> **Selected excerpt**

%%

As a Senior Site Reliability Engineer (SRE) at Striveworks, you will take ownership of specific product deployments by maintaining, optimizing, and enhancing our on-premises and cloud computing environments. You will play a crucial role in the successful deployment of our software solutions to clients. You will be responsible for executing technical aspects of implementation projects and for ensuring the seamless integration, customization, and configuration of our software. Your expertise will play a critical role for the company as we deploy new instances of Striveworks’ machine learning operations (MLOps) capabilities to customer infrastructure.
Your day-to-day will include:
- Automating IaC to stand-up virtual machines and deploying containers, services, and other infrastructure; leaning on expertise to deploy custom Kubernetes clusters in AWS, Azure, GCP, on-premises, or hybrid cloud environments
- Working with platform developers and DevOps to define requirements and build solutions for customer use cases of the platform
- Software deployments to unclassified, CUI, Secret, and Top Secret DOD networks
- Incident response and initial triage of critical system faults
The Senior SRE works on the DevOps team and acts as a liaison between DevOps, platform developers, and professional services teams, taking on operational tasks to ensure the efficient functioning of Striveworks’ customer solutions. The Senior SRE monitors, automates, and improves software reliability, performance, and availability, which supports the IT needs for various projects. They work alongside a team of software engineers and data scientists to help them deploy and operate their work as functional products, learning from them so that building effective AI solutions becomes second nature. They may provide guidance and leadership to junior SRE team members.

%%

> **Requirement A**
Reproduce the Senior SRE job description word for word, in full.

> **Input rows**
%%

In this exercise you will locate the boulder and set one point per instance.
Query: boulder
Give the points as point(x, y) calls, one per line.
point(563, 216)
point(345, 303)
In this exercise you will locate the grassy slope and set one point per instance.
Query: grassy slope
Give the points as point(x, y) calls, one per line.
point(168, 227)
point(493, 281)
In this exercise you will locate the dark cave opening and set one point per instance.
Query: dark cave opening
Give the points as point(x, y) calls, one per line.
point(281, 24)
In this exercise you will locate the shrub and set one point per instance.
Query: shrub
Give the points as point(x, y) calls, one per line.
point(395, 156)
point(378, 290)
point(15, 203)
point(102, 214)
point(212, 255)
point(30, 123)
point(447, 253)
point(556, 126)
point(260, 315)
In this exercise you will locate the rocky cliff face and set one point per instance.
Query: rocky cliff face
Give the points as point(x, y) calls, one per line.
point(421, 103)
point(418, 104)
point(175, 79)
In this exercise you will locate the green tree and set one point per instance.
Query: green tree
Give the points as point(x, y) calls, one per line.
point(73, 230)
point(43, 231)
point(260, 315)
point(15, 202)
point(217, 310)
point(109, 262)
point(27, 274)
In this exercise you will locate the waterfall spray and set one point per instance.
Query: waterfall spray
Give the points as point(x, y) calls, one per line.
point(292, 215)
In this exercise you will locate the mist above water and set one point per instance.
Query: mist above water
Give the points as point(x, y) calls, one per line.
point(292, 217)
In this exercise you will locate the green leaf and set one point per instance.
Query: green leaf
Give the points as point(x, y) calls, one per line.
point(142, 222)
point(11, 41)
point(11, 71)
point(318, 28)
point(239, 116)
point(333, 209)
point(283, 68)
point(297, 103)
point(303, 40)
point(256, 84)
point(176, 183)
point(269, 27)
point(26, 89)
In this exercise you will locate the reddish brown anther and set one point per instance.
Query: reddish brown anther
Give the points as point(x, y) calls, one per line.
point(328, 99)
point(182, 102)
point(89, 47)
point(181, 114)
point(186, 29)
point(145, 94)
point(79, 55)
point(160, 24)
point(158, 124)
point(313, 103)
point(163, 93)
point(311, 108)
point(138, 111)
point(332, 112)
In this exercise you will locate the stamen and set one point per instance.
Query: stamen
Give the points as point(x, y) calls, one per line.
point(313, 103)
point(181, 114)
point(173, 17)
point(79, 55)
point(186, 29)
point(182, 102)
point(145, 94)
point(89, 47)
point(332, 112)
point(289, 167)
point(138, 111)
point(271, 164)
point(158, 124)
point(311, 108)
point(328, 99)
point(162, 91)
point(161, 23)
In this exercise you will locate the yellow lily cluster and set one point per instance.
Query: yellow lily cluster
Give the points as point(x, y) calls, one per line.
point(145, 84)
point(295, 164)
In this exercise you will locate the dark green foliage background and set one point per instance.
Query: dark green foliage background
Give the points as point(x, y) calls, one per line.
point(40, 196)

%%

> **Requirement B**
Give back the lines of the records verbatim, beginning with the line that contains "In this exercise you will locate the green leaf" and continuing through the final line of the records.

> **Expected answer A**
As a Senior Site Reliability Engineer (SRE) at Striveworks, you will take ownership of specific product deployments by maintaining, optimizing, and enhancing our on-premises and cloud computing environments. You will play a crucial role in the successful deployment of our software solutions to clients. You will be responsible for executing technical aspects of implementation projects and for ensuring the seamless integration, customization, and configuration of our software. Your expertise will play a critical role for the company as we deploy new instances of Striveworks’ machine learning operations (MLOps) capabilities to customer infrastructure.
Your day-to-day will include:
- Automating IaC to stand-up virtual machines and deploying containers, services, and other infrastructure; leaning on expertise to deploy custom Kubernetes clusters in AWS, Azure, GCP, on-premises, or hybrid cloud environments
- Working with platform developers and DevOps to define requirements and build solutions for customer use cases of the platform
- Software deployments to unclassified, CUI, Secret, and Top Secret DOD networks
- Incident response and initial triage of critical system faults
The Senior SRE works on the DevOps team and acts as a liaison between DevOps, platform developers, and professional services teams, taking on operational tasks to ensure the efficient functioning of Striveworks’ customer solutions. The Senior SRE monitors, automates, and improves software reliability, performance, and availability, which supports the IT needs for various projects. They work alongside a team of software engineers and data scientists to help them deploy and operate their work as functional products, learning from them so that building effective AI solutions becomes second nature. They may provide guidance and leadership to junior SRE team members.

> **Expected answer B**
In this exercise you will locate the green leaf and set one point per instance.
Query: green leaf
Give the points as point(x, y) calls, one per line.
point(142, 222)
point(11, 41)
point(11, 71)
point(318, 28)
point(239, 116)
point(333, 209)
point(283, 68)
point(297, 103)
point(303, 40)
point(256, 84)
point(176, 183)
point(269, 27)
point(26, 89)
In this exercise you will locate the reddish brown anther and set one point per instance.
Query: reddish brown anther
Give the points as point(x, y) calls, one per line.
point(328, 99)
point(182, 102)
point(89, 47)
point(181, 114)
point(186, 29)
point(145, 94)
point(79, 55)
point(160, 24)
point(158, 124)
point(313, 103)
point(163, 93)
point(311, 108)
point(138, 111)
point(332, 112)
In this exercise you will locate the stamen and set one point per instance.
Query: stamen
Give the points as point(x, y) calls, one per line.
point(313, 103)
point(181, 114)
point(173, 17)
point(79, 55)
point(186, 29)
point(182, 102)
point(145, 94)
point(89, 47)
point(332, 112)
point(289, 167)
point(138, 111)
point(271, 164)
point(158, 124)
point(311, 108)
point(328, 99)
point(162, 91)
point(161, 23)
In this exercise you will locate the yellow lily cluster and set one point per instance.
Query: yellow lily cluster
Give the points as point(x, y) calls, one per line.
point(145, 84)
point(295, 164)
In this exercise you will locate the dark green foliage background and set one point per instance.
Query: dark green foliage background
Give the points as point(x, y) calls, one per line.
point(40, 196)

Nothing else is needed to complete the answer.